[start Extracted text]

Literally the first law I looked up (The carmack amendment, one of the more important things in trucking law) first paragraph:
(a) General Liability.—
(1) Motor carriers and freight forwarders.—
A carrier providing transportation or service subject to jurisdiction under subchapter I or III of chapter 135 shall issue a receipt or bill of lading for property it receives for transportation under this part. That carrier and any other carrier that delivers the property and is providing transportation or service subject to jurisdiction under subchapter I or III of chapter 135 or chapter 105 are liable to the person entitled to recover under the receipt or bill of lading. The liability imposed under this paragraph is for the actual loss or injury to the property caused by (A) the receiving carrier, (B) the delivering carrier, or (C) another carrier over whose line or route the property is transported in the United States or from a place in the United States to a place in an adjacent foreign country when transported under a through bill of lading and, except in the case of a freight forwarder, applies to property reconsigned or diverted under a tariff under section 13702. Failure to issue a receipt or bill of lading does not affect the liability of a carrier. A delivering carrier is deemed to be the carrier performing the line-haul transportation nearest the destination but does not include a carrier providing only a switching service at the destination.
I can sort of understand that… but I’m not an average person honestly. That’s absolutely anything but crystal clear. It runs 19 paragraphs and references at least a dozen other statutes, all of which must be understood to fully comprehend the rules around this.
I don’t know if you’re a lawyer or not. You might be one of the good lawyers who represents the right sort of people. That doesn’t change the fact that your occupation is massively beyond diminishing returns, and in real life function as paid thugs for the wealthy vs the rest.
In the case of legislation, often times you need to draft laws in a way that enough people can get behind the bill so it can pass. Ambiguous language is a good way to facilitate that. It’s not necessarily a bad thing.
Bored, are you getting mad at attorneys? My impression was you’re just describing a mechanism and output.
VD, to my reading, you’re saying this mechanism and output exists, there’s just debate over whether people contribute to this knowingly or accidentally. Do I understand your point? Thanks for your insight given your background.
Oh I actively dislike attorneys and their net impact on society… which I’m pretty strongly convinced is a large net negative.
Some of the worst rent seekers in the country when taken in aggregate. The presence of some good people who also have law degrees (although they are hugely outnumbered by mercenaries who fight for the highest often very evil bidder) does not make the system itself any better… but instead gives it cover.
You know people suck when popular entertainment works so hard to make them look like heroes. Another great example would be cops, who like attorneys are pretty awful in a macro sense.

[end Extracted text]

◆ Exercise tasks:
A. In the thread on the Carmack amendment, how many paragraphs does the law run?
B. Please extend the thread on the Carmack amendment past its last comment.
The items that come after this aren't needed.

[start Material supplied]

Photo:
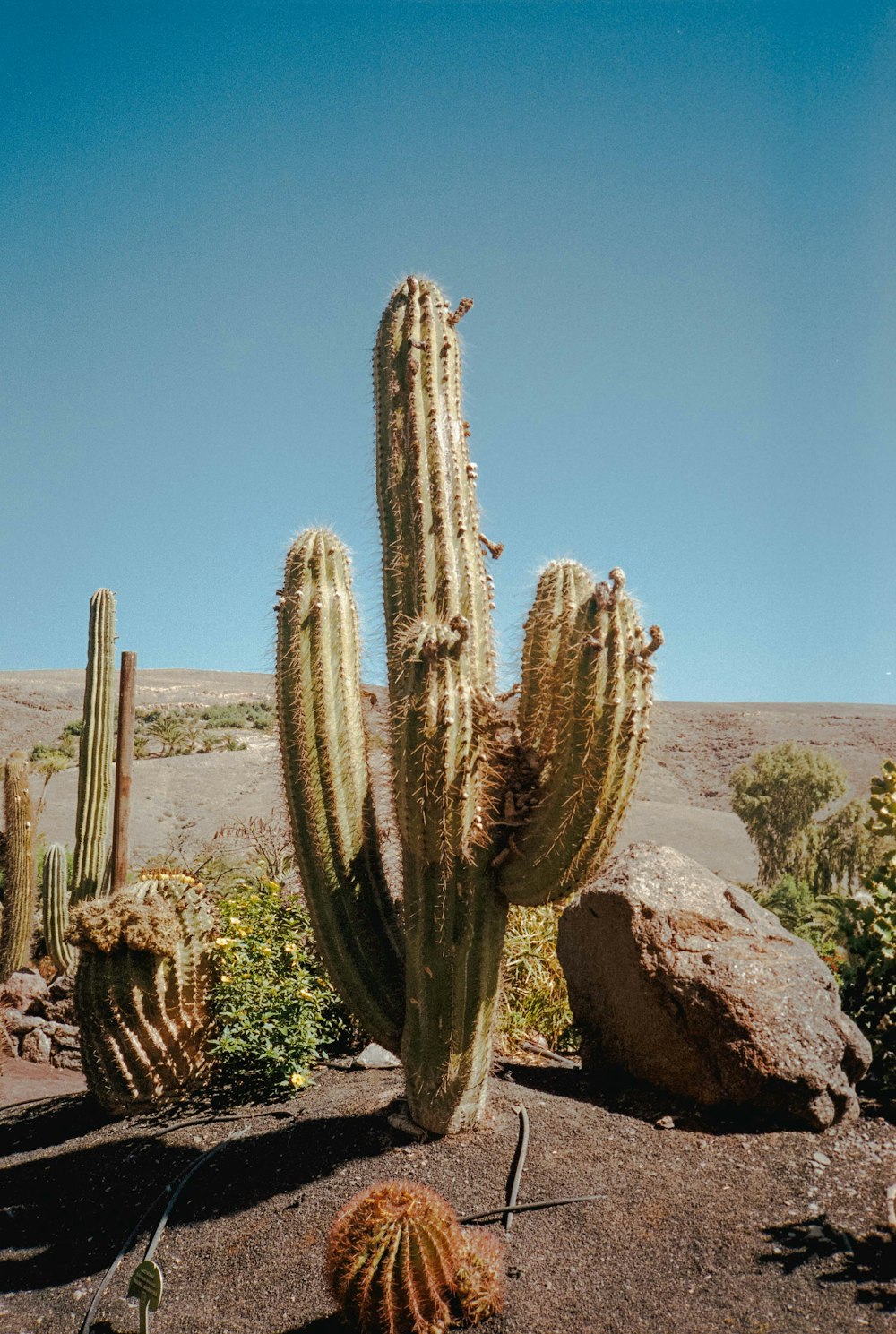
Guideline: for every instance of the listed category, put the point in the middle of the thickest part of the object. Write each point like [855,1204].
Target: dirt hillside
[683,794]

[end Material supplied]
[start Material supplied]

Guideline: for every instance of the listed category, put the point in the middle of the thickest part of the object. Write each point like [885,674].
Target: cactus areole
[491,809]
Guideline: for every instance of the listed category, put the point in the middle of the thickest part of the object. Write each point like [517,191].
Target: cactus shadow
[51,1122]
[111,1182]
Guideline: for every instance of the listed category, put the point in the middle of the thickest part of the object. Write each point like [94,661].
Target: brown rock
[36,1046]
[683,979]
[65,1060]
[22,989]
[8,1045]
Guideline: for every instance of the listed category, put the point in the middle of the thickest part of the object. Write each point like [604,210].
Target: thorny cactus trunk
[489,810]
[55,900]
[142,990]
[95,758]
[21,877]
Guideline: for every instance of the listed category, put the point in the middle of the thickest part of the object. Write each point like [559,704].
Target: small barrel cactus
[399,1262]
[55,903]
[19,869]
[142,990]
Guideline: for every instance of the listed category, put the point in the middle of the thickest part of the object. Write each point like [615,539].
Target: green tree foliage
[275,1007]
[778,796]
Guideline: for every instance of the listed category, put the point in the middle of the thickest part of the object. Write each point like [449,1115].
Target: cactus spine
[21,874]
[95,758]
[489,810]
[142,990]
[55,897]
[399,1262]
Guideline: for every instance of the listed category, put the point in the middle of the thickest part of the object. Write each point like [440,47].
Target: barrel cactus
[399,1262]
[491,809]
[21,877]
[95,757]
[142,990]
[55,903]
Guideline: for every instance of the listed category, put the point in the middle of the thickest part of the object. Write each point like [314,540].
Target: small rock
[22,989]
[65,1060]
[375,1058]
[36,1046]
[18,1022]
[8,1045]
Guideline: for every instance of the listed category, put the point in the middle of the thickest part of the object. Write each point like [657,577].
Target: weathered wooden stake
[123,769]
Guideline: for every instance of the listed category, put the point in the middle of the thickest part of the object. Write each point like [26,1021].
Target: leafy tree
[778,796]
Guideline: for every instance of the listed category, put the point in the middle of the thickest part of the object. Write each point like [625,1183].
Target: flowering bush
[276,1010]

[end Material supplied]
[start Material supplied]

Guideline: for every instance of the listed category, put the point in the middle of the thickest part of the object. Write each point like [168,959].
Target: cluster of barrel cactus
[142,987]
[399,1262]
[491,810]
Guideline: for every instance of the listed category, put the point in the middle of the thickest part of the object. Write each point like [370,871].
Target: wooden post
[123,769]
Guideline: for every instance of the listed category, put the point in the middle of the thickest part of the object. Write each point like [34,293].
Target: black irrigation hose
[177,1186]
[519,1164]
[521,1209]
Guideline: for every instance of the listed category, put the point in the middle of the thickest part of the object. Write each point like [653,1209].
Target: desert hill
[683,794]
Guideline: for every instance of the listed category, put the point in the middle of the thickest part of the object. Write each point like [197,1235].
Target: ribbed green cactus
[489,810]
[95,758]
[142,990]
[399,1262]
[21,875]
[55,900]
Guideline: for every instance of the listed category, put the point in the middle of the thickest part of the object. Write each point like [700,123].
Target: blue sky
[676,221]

[end Material supplied]

◆ Results for the exercise:
A. It runs 19 paragraphs.

B.
They should argue until they can agree on something that benefits the public and isn’t intentionally written in a way that it can mean whatever a person wants it to mean. You’re describing abuse and then saying that it’s better than nothing. It’s pretty obviously way worse than nothing… unless you’re an attorney who can get paid interpreting it in the most favorable light possible for your fat cat client-- who obviously deserves the best legal representation he can afford in your self serving opinion.
I mean they collect huge amounts of economic rent while providing a service that isn’t worth anything in the neighborhood of what it costs… or it wouldn’t be if the rules were written plainly and clearly instead of in the most overwrought way possible so that lawyers could profit off manipulating them.
I’m saying legislation is not drafted to create jobs for attorneys. That is literally never a consideration that has gone into any bill that has ever been drafted. The fact that laws are complex is a natural consequence of the fact that language is imprecise and we live in a complex world. They can be made more complex for a variety of reasons, some good and some not. If you removed lawyers from the equation completely, none of this would change. Boredsocial’s animosity toward the role attorneys play in drafting legislation is misplaced in this context.
Not no lawyers… but about 5-15% of the current number. Most probably should be judges.
The only place where anyone should probably be allowed to actually have an attorney is criminal court where the state would obviously have a prosecutor.
The law should be insanely clear, obvious, and very very easy to comprehend. Most cases would be pretty simple with one side being clearly delusional or absent and forcing the court to hand out a judgement to be enforced.
Our legal system was designed not for efficiency or to hold people accountable, but to allow the wealthy to screw over people with less resources. If you think back to the origins of courts they’ve always been places where the wealthy get the state to be violent to the people who they felt owed them something.
I’m not saying the state shouldn’t enforce contracts, but I am saying that the legal system needs to be hugely streamlined and clarified so that normal people can have equal rights to people who can afford to have a lawyer on retainer… and realistically that’s not going to be possible with the current level of complexity unless every fifth person is a lawyer.
So a Canadian lab got hacked and blackmailed. They paid a ransom to get the data back. Which is all well and good but seems like it was done to save them recovery and recreation. The hackers will surely sell all the data for a second pay day.
The head of the company is named Charles Brown if anyone cares.
Does it though? It doesn’t now despite hundreds of years of trying. Maybe there should be way fewer laws that are way broader and simpler.
Don’t kid yourself, the ultimate impact of the current judicial system is that we have different classes of citizens before the courts. We have the people who have access to good legal representation a phone call away and we have the people who do not. The people who do not are at an absolutely massive disadvantage and are defrauded incredibly frequently by the people who do.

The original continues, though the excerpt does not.